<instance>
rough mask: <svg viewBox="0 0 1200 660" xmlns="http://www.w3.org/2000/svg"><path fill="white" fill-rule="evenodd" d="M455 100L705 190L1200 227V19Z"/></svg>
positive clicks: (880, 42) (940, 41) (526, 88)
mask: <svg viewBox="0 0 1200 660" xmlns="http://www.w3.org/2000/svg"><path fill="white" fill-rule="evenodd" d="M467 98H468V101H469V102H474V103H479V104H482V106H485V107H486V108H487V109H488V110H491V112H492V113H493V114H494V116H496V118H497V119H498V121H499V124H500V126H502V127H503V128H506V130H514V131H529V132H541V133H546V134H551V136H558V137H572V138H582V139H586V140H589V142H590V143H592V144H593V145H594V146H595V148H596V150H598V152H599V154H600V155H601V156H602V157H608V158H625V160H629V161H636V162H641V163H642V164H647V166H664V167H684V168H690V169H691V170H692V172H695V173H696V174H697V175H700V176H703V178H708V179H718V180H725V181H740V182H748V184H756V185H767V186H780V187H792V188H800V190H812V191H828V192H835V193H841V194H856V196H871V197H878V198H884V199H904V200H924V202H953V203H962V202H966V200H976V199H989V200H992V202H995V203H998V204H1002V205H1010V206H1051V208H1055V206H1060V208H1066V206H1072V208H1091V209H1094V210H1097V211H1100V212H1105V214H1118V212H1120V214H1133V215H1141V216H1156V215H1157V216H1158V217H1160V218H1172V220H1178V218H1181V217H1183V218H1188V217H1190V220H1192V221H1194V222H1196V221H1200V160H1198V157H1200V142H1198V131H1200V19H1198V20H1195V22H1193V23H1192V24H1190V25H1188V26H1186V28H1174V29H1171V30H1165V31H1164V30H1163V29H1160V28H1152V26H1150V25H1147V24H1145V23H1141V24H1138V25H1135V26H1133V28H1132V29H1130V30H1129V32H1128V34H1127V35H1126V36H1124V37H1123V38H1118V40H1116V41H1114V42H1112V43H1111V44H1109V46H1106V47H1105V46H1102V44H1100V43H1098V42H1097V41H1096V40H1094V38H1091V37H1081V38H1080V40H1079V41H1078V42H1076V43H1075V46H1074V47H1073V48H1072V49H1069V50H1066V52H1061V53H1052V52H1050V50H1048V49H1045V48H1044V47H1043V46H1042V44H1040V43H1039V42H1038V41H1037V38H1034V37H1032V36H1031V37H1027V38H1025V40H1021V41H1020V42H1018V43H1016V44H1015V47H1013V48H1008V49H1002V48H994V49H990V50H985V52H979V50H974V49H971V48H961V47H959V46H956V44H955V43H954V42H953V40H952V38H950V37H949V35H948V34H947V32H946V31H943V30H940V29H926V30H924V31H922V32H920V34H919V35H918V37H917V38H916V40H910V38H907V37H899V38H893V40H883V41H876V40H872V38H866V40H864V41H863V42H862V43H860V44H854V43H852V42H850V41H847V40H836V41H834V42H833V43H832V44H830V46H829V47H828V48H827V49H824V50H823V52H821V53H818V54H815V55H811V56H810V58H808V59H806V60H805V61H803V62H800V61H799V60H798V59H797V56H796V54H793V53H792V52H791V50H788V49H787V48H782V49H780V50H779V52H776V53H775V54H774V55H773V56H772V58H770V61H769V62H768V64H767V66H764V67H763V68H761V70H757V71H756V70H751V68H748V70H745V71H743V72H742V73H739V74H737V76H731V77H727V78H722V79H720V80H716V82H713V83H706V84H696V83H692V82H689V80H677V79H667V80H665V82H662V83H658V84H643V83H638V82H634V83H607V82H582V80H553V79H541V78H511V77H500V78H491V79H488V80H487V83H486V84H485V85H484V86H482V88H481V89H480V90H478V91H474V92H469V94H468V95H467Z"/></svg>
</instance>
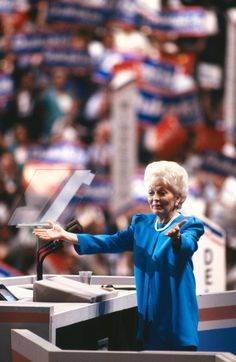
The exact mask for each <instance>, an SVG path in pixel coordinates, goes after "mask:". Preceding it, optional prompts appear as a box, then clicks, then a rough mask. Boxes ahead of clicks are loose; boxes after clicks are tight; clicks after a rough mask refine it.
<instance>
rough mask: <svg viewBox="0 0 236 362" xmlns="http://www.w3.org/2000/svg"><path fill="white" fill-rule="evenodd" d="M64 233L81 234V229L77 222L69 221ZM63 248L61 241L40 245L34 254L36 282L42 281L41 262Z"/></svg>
mask: <svg viewBox="0 0 236 362" xmlns="http://www.w3.org/2000/svg"><path fill="white" fill-rule="evenodd" d="M65 230H66V231H69V232H71V233H83V227H82V226H81V224H80V223H79V222H78V220H72V221H70V222H69V223H68V224H67V225H66V227H65ZM63 247H64V242H63V240H51V241H49V242H47V243H46V244H44V245H42V246H41V247H40V248H39V249H38V250H37V254H36V271H37V280H42V279H43V262H44V259H45V258H46V257H47V256H48V255H49V254H51V253H53V252H54V251H57V250H59V249H62V248H63Z"/></svg>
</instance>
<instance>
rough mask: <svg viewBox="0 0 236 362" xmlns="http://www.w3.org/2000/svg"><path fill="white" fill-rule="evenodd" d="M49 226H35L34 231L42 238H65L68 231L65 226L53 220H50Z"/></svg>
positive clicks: (61, 238) (60, 238) (51, 239)
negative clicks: (47, 227) (44, 227)
mask: <svg viewBox="0 0 236 362" xmlns="http://www.w3.org/2000/svg"><path fill="white" fill-rule="evenodd" d="M49 225H50V227H49V228H35V229H34V230H33V232H32V234H33V235H35V236H37V237H38V238H39V239H42V240H65V233H66V231H65V230H64V229H63V227H62V226H61V225H59V224H57V223H55V222H53V221H49Z"/></svg>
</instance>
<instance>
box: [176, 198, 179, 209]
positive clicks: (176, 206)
mask: <svg viewBox="0 0 236 362" xmlns="http://www.w3.org/2000/svg"><path fill="white" fill-rule="evenodd" d="M179 203H180V196H177V197H176V201H175V207H176V209H178V207H179Z"/></svg>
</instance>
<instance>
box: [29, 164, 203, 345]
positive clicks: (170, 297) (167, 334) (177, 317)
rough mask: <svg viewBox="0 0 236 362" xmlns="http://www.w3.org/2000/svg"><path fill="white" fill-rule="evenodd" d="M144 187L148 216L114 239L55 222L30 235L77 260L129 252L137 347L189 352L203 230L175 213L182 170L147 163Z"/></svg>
mask: <svg viewBox="0 0 236 362" xmlns="http://www.w3.org/2000/svg"><path fill="white" fill-rule="evenodd" d="M144 185H145V188H146V190H147V198H148V202H149V205H150V208H151V211H152V213H151V214H138V215H135V216H134V217H133V219H132V222H131V224H130V226H129V227H127V228H126V229H124V230H121V231H119V232H117V233H116V234H113V235H90V234H73V233H69V232H67V231H65V230H64V229H63V228H62V227H61V226H60V225H58V224H56V223H51V226H52V227H51V228H50V229H35V230H34V231H33V234H34V235H36V236H38V237H39V238H41V239H44V240H52V239H62V240H65V241H68V242H71V243H73V244H74V248H75V250H76V252H77V253H78V254H81V255H82V254H93V253H120V252H125V251H133V253H134V275H135V281H136V290H137V304H138V317H139V321H138V330H137V341H138V342H139V346H140V348H141V349H149V350H192V351H194V350H196V349H197V346H198V332H197V326H198V306H197V298H196V291H195V279H194V274H193V264H192V255H193V253H194V252H195V251H196V250H197V248H198V245H197V243H198V240H199V238H200V236H201V235H202V234H203V232H204V226H203V223H202V222H201V221H199V220H198V219H196V218H195V217H192V216H183V215H182V214H181V213H180V211H179V210H180V208H181V205H182V203H183V202H184V200H185V199H186V197H187V193H188V175H187V172H186V171H185V169H184V168H183V167H182V166H180V165H179V164H177V163H176V162H172V161H158V162H152V163H150V164H149V165H148V166H147V167H146V169H145V174H144Z"/></svg>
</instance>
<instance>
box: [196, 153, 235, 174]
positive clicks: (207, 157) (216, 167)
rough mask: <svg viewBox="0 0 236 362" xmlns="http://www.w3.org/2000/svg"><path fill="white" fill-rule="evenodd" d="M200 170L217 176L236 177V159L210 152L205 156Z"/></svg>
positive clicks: (223, 155)
mask: <svg viewBox="0 0 236 362" xmlns="http://www.w3.org/2000/svg"><path fill="white" fill-rule="evenodd" d="M200 168H201V169H202V170H203V171H206V172H211V173H214V174H216V175H221V176H225V177H227V176H234V177H236V159H235V158H233V157H228V156H225V155H224V154H222V153H217V152H208V153H207V154H205V155H204V156H203V158H202V163H201V166H200Z"/></svg>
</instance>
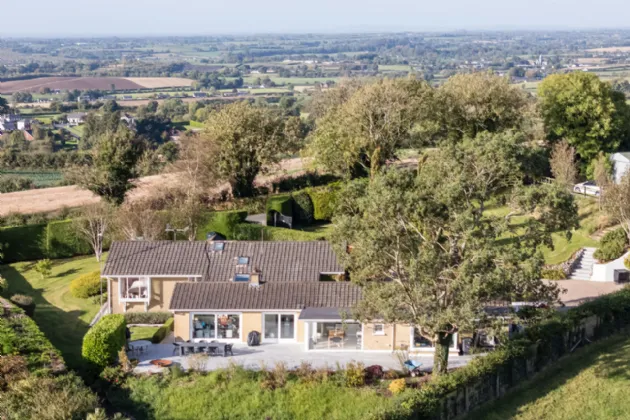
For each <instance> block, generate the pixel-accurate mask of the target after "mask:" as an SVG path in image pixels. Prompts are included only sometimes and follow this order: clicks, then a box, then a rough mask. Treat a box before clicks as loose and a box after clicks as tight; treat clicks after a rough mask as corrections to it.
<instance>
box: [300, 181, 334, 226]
mask: <svg viewBox="0 0 630 420" xmlns="http://www.w3.org/2000/svg"><path fill="white" fill-rule="evenodd" d="M341 185H342V184H341V183H340V182H334V183H332V184H330V185H326V186H324V187H316V188H307V189H305V190H304V191H305V192H306V193H307V194H308V195H309V197H311V201H312V202H313V217H314V218H315V220H317V221H331V220H332V218H333V216H334V215H335V209H336V206H337V197H338V196H339V190H340V189H341Z"/></svg>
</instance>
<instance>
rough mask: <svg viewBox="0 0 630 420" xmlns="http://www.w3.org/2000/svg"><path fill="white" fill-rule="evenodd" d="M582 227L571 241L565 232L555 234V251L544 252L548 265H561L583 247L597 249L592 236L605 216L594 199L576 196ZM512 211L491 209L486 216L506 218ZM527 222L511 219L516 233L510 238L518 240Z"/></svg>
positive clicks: (515, 232)
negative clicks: (592, 233)
mask: <svg viewBox="0 0 630 420" xmlns="http://www.w3.org/2000/svg"><path fill="white" fill-rule="evenodd" d="M576 201H577V204H578V212H579V218H580V227H579V229H575V230H574V231H573V232H572V235H571V239H569V240H567V238H566V236H565V235H564V232H561V233H554V234H553V235H552V238H553V245H554V247H553V249H550V248H548V247H543V249H542V251H543V254H544V256H545V262H546V263H547V264H559V263H562V262H564V261H566V260H568V259H569V258H570V257H571V255H572V254H573V253H574V252H575V251H577V250H578V249H580V248H583V247H591V246H592V247H597V245H598V241H596V240H594V239H592V238H591V237H590V235H591V234H592V233H593V232H595V231H596V230H598V229H599V227H600V225H601V223H602V222H603V220H600V219H602V217H603V215H602V213H601V212H600V211H599V205H598V203H597V200H596V199H594V198H588V197H580V196H576ZM510 211H511V209H510V208H509V207H507V206H503V207H493V208H489V209H488V210H487V211H486V212H485V214H487V215H492V216H499V217H500V216H505V215H507V214H508V213H509V212H510ZM526 220H527V216H523V215H516V216H513V217H512V218H511V226H512V227H513V228H514V233H513V235H512V236H510V237H509V238H514V239H518V237H519V235H520V234H522V229H521V226H522V225H523V223H524V222H525V221H526Z"/></svg>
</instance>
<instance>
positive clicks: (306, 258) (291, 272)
mask: <svg viewBox="0 0 630 420" xmlns="http://www.w3.org/2000/svg"><path fill="white" fill-rule="evenodd" d="M238 257H248V258H249V264H247V265H246V266H245V267H243V268H242V270H245V271H246V272H249V271H251V270H253V269H254V268H256V269H258V270H260V271H261V272H262V278H263V281H265V282H267V283H271V282H304V281H319V276H320V273H342V272H343V271H344V270H343V268H342V267H341V266H340V265H339V263H338V261H337V256H336V255H335V253H334V251H333V250H332V247H331V246H330V244H329V243H328V242H325V241H311V242H250V241H225V242H224V247H223V250H222V251H218V252H217V251H213V245H212V243H206V242H201V241H199V242H187V241H178V242H173V241H159V242H144V241H128V242H114V243H113V244H112V246H111V248H110V251H109V256H108V258H107V262H106V264H105V269H104V270H103V275H104V276H126V275H139V276H168V275H174V276H177V275H180V276H201V277H203V279H204V280H206V281H211V282H226V281H231V280H232V279H233V278H234V275H235V274H236V270H237V268H236V265H237V264H236V262H237V259H238Z"/></svg>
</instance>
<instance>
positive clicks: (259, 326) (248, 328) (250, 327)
mask: <svg viewBox="0 0 630 420" xmlns="http://www.w3.org/2000/svg"><path fill="white" fill-rule="evenodd" d="M251 331H258V332H259V333H261V334H262V314H261V313H260V312H243V314H242V316H241V341H243V342H244V343H246V342H247V335H248V334H249V333H250V332H251Z"/></svg>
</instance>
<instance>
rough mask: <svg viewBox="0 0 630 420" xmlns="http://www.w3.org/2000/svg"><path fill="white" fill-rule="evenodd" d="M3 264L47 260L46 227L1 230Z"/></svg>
mask: <svg viewBox="0 0 630 420" xmlns="http://www.w3.org/2000/svg"><path fill="white" fill-rule="evenodd" d="M0 243H2V244H6V246H5V247H4V249H3V252H4V258H3V260H2V261H3V262H5V263H10V262H16V261H33V260H41V259H44V258H46V256H47V255H46V225H45V224H42V225H26V226H13V227H5V228H0Z"/></svg>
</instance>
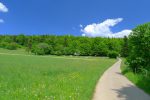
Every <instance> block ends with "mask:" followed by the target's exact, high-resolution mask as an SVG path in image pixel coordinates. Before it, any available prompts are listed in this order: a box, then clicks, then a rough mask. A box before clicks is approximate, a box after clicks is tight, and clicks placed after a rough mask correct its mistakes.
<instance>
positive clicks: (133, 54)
mask: <svg viewBox="0 0 150 100" xmlns="http://www.w3.org/2000/svg"><path fill="white" fill-rule="evenodd" d="M127 61H128V63H129V67H130V68H131V69H132V70H133V71H134V72H142V70H143V69H147V70H150V63H149V62H150V23H147V24H143V25H140V26H138V27H136V28H135V29H133V30H132V33H131V34H130V35H129V57H128V58H127Z"/></svg>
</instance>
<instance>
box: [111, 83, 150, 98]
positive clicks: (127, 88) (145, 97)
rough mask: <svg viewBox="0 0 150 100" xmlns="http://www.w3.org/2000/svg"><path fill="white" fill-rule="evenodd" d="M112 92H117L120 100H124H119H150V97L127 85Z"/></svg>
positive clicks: (117, 93) (143, 93) (132, 87)
mask: <svg viewBox="0 0 150 100" xmlns="http://www.w3.org/2000/svg"><path fill="white" fill-rule="evenodd" d="M112 90H114V91H115V92H117V94H118V97H119V98H120V100H124V99H121V98H125V100H150V96H149V95H148V94H146V93H144V92H143V91H142V90H140V89H139V88H137V87H135V86H133V85H127V86H126V87H122V88H121V89H112Z"/></svg>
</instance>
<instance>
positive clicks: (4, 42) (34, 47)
mask: <svg viewBox="0 0 150 100" xmlns="http://www.w3.org/2000/svg"><path fill="white" fill-rule="evenodd" d="M126 39H127V37H125V38H124V40H126ZM124 40H123V39H122V38H102V37H96V38H90V37H80V36H78V37H76V36H71V35H65V36H56V35H33V36H26V35H24V34H20V35H1V36H0V47H1V48H6V49H10V50H15V49H18V48H24V49H26V51H27V52H29V53H30V52H31V53H33V54H36V55H74V56H109V57H112V58H114V57H115V58H116V57H117V56H118V55H122V56H125V55H126V54H125V52H126V50H123V49H126V48H124V45H125V43H124Z"/></svg>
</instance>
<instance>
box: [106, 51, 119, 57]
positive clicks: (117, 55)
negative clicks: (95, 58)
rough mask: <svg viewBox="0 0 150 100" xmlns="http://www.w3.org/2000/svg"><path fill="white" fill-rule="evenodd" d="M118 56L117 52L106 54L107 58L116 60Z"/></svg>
mask: <svg viewBox="0 0 150 100" xmlns="http://www.w3.org/2000/svg"><path fill="white" fill-rule="evenodd" d="M118 55H119V54H118V52H116V51H110V52H109V53H108V57H109V58H117V56H118Z"/></svg>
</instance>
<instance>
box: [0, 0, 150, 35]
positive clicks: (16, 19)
mask: <svg viewBox="0 0 150 100" xmlns="http://www.w3.org/2000/svg"><path fill="white" fill-rule="evenodd" d="M149 4H150V0H0V34H26V35H33V34H38V35H39V34H53V35H66V34H70V35H75V36H88V37H98V36H101V37H123V36H124V35H127V36H128V35H129V34H130V33H131V32H132V29H133V28H135V27H136V26H137V25H139V24H143V23H147V22H149V21H150V13H149V12H150V11H149V10H150V6H149Z"/></svg>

____

| PROBLEM REQUIREMENTS |
Rewrite the entries from the start through the line containing "positive clicks: (880, 42)", inclusive, with "rough mask" swapped for "coarse mask" and every other character left unchanged.

| ANSWER TO THE PROBLEM |
<instance>
coarse mask: <svg viewBox="0 0 1200 660" xmlns="http://www.w3.org/2000/svg"><path fill="white" fill-rule="evenodd" d="M455 100L705 190L1200 227V19Z"/></svg>
positive clicks: (880, 42) (940, 41) (526, 88)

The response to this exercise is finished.